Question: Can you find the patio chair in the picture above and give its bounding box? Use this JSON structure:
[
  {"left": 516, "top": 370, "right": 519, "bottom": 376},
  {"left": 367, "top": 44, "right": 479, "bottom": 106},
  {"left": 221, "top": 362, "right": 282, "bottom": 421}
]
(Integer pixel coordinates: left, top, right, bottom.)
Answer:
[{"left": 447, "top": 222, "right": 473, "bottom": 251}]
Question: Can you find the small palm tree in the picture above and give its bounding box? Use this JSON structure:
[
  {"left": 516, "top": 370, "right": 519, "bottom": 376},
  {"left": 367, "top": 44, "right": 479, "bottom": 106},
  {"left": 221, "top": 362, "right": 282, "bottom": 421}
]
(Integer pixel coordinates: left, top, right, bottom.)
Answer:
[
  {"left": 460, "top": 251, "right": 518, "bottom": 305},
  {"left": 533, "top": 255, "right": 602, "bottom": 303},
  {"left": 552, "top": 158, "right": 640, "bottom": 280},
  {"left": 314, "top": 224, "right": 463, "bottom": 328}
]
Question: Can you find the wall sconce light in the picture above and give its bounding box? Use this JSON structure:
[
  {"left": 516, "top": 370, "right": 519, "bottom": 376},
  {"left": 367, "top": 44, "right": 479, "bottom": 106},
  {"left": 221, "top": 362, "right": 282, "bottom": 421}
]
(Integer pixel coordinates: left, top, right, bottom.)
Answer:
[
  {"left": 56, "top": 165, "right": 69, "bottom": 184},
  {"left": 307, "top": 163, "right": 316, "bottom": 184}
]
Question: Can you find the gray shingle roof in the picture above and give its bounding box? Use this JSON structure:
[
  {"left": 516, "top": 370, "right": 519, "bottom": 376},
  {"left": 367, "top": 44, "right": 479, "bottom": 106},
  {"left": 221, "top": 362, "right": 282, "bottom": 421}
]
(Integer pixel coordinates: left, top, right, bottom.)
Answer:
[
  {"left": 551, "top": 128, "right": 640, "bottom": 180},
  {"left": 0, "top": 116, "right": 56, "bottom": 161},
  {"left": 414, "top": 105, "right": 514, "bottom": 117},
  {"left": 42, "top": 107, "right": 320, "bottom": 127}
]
--- --- ---
Rewrite every line, starting with the line containing "Question: Can you find the wall" and going on through the last line above, and shift each bounding box coordinate in the answers by adding 7 to it while copying all other lines unchanged.

Expected answer
Question: Can you find the wall sconce light in the picture above and give its bounding box? Use this JSON structure:
[
  {"left": 516, "top": 370, "right": 519, "bottom": 376},
  {"left": 367, "top": 44, "right": 479, "bottom": 106},
  {"left": 221, "top": 362, "right": 282, "bottom": 421}
]
(Integer pixel coordinates: left, top, right, bottom.)
Answer:
[
  {"left": 63, "top": 172, "right": 76, "bottom": 191},
  {"left": 314, "top": 170, "right": 323, "bottom": 191}
]
Question: Can you find the gray shingle roof in the picture above and give its bounding box? Use this JSON structure:
[
  {"left": 516, "top": 370, "right": 519, "bottom": 376},
  {"left": 367, "top": 44, "right": 479, "bottom": 106},
  {"left": 221, "top": 362, "right": 282, "bottom": 421}
]
(Integer pixel coordinates: left, top, right, bottom.)
Answer:
[
  {"left": 558, "top": 135, "right": 647, "bottom": 187},
  {"left": 7, "top": 123, "right": 63, "bottom": 168},
  {"left": 421, "top": 112, "right": 521, "bottom": 124},
  {"left": 49, "top": 114, "right": 327, "bottom": 134}
]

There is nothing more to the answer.